◆ WHAT YOU SHOULD DO ◆
Produce an exact copy of the lines from the line that contains "Mark the large" to the end of the listing below.

##### INPUT #####

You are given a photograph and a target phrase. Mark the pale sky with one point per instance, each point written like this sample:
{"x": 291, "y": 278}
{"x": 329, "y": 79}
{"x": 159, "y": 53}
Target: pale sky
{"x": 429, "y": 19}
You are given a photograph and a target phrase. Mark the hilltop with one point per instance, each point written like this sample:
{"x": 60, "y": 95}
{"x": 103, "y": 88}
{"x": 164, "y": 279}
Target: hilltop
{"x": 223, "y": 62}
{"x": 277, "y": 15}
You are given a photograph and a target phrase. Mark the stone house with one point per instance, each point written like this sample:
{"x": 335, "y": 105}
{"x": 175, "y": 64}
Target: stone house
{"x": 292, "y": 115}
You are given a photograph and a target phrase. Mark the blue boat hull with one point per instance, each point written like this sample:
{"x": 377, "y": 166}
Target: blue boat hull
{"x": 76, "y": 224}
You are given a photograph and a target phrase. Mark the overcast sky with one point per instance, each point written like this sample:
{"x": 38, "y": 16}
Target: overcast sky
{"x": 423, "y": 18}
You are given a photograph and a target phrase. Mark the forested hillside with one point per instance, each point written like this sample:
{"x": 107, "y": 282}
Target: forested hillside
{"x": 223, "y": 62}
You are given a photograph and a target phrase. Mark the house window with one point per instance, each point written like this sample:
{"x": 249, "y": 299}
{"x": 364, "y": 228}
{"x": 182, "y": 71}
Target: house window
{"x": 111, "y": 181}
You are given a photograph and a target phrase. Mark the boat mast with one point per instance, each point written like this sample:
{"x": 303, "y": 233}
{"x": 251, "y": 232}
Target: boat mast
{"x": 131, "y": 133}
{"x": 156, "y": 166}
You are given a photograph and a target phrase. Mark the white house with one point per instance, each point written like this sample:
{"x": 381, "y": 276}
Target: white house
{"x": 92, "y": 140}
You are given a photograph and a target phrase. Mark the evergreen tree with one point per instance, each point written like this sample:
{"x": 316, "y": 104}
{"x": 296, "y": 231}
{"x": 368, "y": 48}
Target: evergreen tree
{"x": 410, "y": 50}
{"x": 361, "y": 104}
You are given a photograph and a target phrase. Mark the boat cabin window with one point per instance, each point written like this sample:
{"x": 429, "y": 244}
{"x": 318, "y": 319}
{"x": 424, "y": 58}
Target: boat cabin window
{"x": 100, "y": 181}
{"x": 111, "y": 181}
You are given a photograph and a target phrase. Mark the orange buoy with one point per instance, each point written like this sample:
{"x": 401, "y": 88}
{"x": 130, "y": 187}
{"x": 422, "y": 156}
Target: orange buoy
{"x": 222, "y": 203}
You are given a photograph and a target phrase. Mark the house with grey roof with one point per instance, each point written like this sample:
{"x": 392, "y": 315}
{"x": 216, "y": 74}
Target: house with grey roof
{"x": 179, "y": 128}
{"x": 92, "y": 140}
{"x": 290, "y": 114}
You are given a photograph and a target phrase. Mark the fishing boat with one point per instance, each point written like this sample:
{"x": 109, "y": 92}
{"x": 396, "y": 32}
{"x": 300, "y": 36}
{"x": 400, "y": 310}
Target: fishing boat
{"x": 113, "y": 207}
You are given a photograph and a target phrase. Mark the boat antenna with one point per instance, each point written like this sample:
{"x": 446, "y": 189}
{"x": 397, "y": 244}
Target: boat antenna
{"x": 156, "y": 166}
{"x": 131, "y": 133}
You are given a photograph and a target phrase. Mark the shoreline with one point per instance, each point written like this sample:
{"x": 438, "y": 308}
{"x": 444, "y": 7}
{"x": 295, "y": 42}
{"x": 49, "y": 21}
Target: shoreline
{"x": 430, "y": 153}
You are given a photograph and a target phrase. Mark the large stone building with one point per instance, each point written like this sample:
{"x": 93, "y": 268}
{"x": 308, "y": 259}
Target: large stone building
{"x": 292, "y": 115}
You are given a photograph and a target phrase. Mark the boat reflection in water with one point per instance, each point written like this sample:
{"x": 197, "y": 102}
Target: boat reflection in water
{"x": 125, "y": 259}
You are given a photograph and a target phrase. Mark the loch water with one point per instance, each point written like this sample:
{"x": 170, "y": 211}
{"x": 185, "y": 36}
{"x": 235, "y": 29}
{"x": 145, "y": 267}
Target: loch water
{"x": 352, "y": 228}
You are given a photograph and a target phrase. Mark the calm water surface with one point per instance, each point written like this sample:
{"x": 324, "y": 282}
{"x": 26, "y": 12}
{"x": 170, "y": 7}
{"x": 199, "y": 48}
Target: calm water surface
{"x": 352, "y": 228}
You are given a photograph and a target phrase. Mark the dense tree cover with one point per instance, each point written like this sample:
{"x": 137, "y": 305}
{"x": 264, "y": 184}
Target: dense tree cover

#####

◆ OUTPUT FOR THIS EXERCISE ◆
You are given a photograph and a target phrase. Mark the large stone building with one point per instance, each point written like this sample:
{"x": 93, "y": 268}
{"x": 308, "y": 259}
Target: large stone building
{"x": 292, "y": 115}
You are given a photograph and a target phrase. Mark the boat reflection in water with one point per instance, each point written like this sample:
{"x": 197, "y": 102}
Target: boat reflection in water
{"x": 125, "y": 259}
You are given a photograph and a target phrase. Mark the loch water with one point per instance, each point written like this sample:
{"x": 170, "y": 211}
{"x": 185, "y": 36}
{"x": 235, "y": 29}
{"x": 145, "y": 267}
Target: loch water
{"x": 352, "y": 228}
You are given a photograph and a target phrase. Mark the calm water surface with one point per instance, each point written like this sample:
{"x": 324, "y": 282}
{"x": 26, "y": 12}
{"x": 170, "y": 7}
{"x": 199, "y": 48}
Target: calm water surface
{"x": 352, "y": 228}
You are given a photograph and a target phrase. Mark the dense tree cover with one point per instance, each point written like this sample:
{"x": 137, "y": 305}
{"x": 264, "y": 184}
Target: dense tree cover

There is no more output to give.